# Assignment
All records need to be reproduced exactly. Keep every word as it is.

# Recorded data
################
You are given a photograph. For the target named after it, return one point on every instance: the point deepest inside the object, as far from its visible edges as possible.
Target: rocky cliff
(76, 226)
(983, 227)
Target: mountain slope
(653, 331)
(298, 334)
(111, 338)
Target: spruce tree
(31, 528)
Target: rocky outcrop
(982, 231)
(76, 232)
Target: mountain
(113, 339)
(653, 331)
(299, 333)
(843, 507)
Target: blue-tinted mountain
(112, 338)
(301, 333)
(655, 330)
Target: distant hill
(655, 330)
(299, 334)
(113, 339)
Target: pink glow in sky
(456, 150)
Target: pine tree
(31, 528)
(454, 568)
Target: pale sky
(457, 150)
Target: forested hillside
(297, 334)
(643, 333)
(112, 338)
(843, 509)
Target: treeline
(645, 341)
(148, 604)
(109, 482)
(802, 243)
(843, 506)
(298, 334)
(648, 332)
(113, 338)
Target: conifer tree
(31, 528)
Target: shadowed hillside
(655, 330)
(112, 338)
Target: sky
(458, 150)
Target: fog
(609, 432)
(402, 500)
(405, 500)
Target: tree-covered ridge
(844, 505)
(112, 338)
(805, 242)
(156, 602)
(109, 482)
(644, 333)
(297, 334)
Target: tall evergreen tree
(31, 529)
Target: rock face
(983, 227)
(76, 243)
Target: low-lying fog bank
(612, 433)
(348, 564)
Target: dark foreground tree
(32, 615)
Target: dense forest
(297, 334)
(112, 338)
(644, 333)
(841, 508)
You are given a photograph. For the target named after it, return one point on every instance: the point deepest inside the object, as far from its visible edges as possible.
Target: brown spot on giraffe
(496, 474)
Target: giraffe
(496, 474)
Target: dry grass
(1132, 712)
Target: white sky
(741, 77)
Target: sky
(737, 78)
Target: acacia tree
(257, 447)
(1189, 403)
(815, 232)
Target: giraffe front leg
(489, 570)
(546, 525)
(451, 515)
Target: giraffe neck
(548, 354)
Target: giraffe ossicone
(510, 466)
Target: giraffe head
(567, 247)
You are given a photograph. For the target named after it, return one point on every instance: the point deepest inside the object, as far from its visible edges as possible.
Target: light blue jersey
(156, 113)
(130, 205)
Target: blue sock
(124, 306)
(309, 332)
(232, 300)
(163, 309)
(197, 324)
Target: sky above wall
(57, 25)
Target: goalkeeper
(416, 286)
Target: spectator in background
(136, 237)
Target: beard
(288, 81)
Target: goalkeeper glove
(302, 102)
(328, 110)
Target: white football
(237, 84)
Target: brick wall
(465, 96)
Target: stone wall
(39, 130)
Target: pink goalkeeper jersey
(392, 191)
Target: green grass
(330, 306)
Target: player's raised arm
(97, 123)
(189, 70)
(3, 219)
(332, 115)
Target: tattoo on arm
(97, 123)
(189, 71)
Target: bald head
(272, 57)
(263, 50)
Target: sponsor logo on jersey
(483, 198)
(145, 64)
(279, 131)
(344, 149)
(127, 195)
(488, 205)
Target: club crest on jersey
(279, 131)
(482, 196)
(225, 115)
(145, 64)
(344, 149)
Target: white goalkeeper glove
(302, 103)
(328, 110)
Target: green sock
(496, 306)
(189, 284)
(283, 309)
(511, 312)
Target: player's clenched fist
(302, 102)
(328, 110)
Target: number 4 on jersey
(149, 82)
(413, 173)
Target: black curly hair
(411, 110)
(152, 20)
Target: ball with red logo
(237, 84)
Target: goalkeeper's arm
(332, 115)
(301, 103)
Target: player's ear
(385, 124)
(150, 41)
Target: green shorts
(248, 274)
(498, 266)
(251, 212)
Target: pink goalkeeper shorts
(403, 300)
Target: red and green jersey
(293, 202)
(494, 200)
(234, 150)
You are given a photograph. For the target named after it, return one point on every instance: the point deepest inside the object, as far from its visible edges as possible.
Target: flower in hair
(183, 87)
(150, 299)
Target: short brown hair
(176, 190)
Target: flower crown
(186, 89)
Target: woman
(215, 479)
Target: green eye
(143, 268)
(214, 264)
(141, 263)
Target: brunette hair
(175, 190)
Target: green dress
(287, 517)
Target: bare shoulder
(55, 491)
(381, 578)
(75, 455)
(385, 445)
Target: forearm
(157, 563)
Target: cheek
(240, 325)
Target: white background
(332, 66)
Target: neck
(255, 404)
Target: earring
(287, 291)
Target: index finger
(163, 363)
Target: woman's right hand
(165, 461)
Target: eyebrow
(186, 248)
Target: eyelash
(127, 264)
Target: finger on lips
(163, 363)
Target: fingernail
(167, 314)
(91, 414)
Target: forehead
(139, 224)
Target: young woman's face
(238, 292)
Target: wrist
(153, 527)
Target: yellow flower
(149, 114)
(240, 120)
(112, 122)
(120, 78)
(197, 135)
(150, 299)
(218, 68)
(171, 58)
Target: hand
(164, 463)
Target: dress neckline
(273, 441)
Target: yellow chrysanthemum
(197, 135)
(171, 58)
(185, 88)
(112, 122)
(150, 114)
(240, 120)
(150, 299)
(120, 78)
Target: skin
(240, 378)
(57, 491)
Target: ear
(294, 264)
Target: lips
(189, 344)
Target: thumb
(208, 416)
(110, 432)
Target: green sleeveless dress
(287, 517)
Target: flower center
################
# Exercise solution
You are given a photograph. For the target named after it, return one point on every instance: the point deepest inside the object, as far from its visible edges as possible.
Target: rocky cliff
(76, 226)
(983, 227)
Target: mountain slope
(653, 331)
(298, 334)
(111, 338)
Target: spruce tree
(31, 528)
Target: rocky outcrop
(982, 231)
(76, 232)
Target: mountain
(113, 339)
(653, 331)
(299, 333)
(843, 507)
Target: blue-tinted mountain
(112, 338)
(301, 333)
(655, 330)
Target: distant hill
(655, 330)
(299, 334)
(113, 339)
Target: pink glow in sky
(456, 150)
Target: pine tree
(31, 528)
(454, 568)
Target: pale sky
(457, 150)
Target: forested hillside
(297, 334)
(643, 333)
(112, 338)
(843, 509)
Target: treeline
(645, 341)
(148, 604)
(109, 482)
(802, 243)
(843, 506)
(298, 334)
(648, 332)
(113, 338)
Target: conifer tree
(31, 528)
Target: shadowed hillside
(655, 330)
(112, 338)
Target: sky
(458, 150)
Target: fog
(609, 432)
(402, 500)
(405, 500)
Target: tree-covered ridge
(844, 505)
(112, 338)
(805, 242)
(156, 602)
(109, 482)
(644, 333)
(297, 334)
Target: tall evergreen tree
(31, 529)
Target: rock face
(983, 227)
(76, 243)
Target: low-lying fog bank
(612, 433)
(348, 564)
Target: dark foreground tree
(32, 615)
Target: dense forest
(297, 334)
(112, 338)
(644, 333)
(841, 508)
You are given a photograph. For the target named after it, return one point on every instance: the point deepest inside the object, as far from its visible edges as possible.
Target: brown spot on giraffe
(496, 474)
Target: giraffe
(496, 474)
Target: dry grass
(1132, 712)
Target: white sky
(741, 77)
Target: sky
(737, 78)
Target: acacia tree
(257, 447)
(1189, 403)
(815, 232)
Target: giraffe front leg
(489, 570)
(546, 525)
(451, 515)
Target: giraffe neck
(548, 354)
Target: giraffe ossicone
(510, 466)
Target: giraffe head
(567, 247)
You are given a photograph. For the target named after it, return one point on every instance: the point deepest inside the object, as far from its visible edges as possible.
Target: light blue jersey
(156, 113)
(130, 205)
Target: blue sock
(124, 306)
(309, 332)
(232, 300)
(163, 309)
(197, 324)
Target: sky above wall
(57, 25)
Target: goalkeeper
(416, 286)
Target: spectator in background
(136, 237)
Target: beard
(288, 81)
Target: goalkeeper glove
(302, 102)
(328, 110)
Target: white football
(237, 84)
Target: brick wall
(465, 96)
Target: stone wall
(39, 130)
Target: pink goalkeeper jersey
(392, 191)
Target: green grass
(330, 306)
Target: player's raised arm
(97, 123)
(189, 70)
(3, 219)
(332, 115)
Target: tattoo on arm
(97, 123)
(189, 71)
Target: bald head
(272, 57)
(263, 50)
Target: sponsor logo on jersey
(483, 198)
(145, 64)
(279, 131)
(344, 149)
(127, 195)
(488, 205)
Target: club crest on jersey
(279, 131)
(482, 196)
(225, 115)
(145, 64)
(344, 149)
Target: white goalkeeper glove
(302, 103)
(328, 110)
Target: green sock
(496, 306)
(189, 284)
(283, 309)
(511, 312)
Target: player's clenched fist
(302, 102)
(328, 110)
Target: number 4 on jersey
(149, 82)
(413, 173)
Target: black curly hair
(411, 110)
(152, 20)
Target: ball with red logo
(237, 84)
Target: goalkeeper's arm
(332, 115)
(301, 103)
Target: player's ear
(385, 124)
(150, 41)
Target: green shorts
(248, 274)
(498, 266)
(251, 212)
Target: pink goalkeeper shorts
(403, 300)
Target: red and green jersey
(293, 202)
(494, 200)
(234, 150)
You are given a photograph. For the target named after it, return one point on every instance: the point deepest inside the object, as far from its visible edges as possible.
Target: flower in hair
(183, 87)
(150, 299)
Target: short brown hair
(176, 190)
Target: flower crown
(186, 89)
Target: woman
(215, 479)
Target: green eye
(143, 268)
(214, 264)
(141, 263)
Target: brunette hair
(175, 190)
Target: green dress
(287, 517)
Target: bare shoulder
(55, 491)
(381, 578)
(75, 455)
(385, 445)
Target: forearm
(157, 563)
Target: cheek
(240, 325)
Target: white background
(332, 66)
Target: neck
(255, 404)
Target: earring
(287, 291)
Target: index finger
(163, 363)
Target: woman's right hand
(165, 461)
Target: eyebrow
(186, 248)
Target: eyelash
(127, 264)
Target: finger on lips
(163, 363)
Target: fingernail
(167, 314)
(91, 414)
Target: forehead
(139, 224)
Target: young woman's face
(238, 292)
Target: wrist
(153, 527)
Target: yellow flower
(149, 114)
(240, 120)
(112, 122)
(120, 78)
(197, 135)
(150, 299)
(218, 68)
(171, 58)
Target: hand
(164, 463)
Target: dress neckline
(273, 441)
Target: yellow chrysanthemum
(197, 135)
(171, 58)
(185, 88)
(112, 122)
(150, 114)
(240, 120)
(150, 299)
(120, 78)
Target: skin
(240, 378)
(57, 491)
Target: ear
(294, 264)
Target: lips
(189, 344)
Target: thumb
(208, 416)
(110, 432)
Target: green sleeveless dress
(287, 517)
Target: flower center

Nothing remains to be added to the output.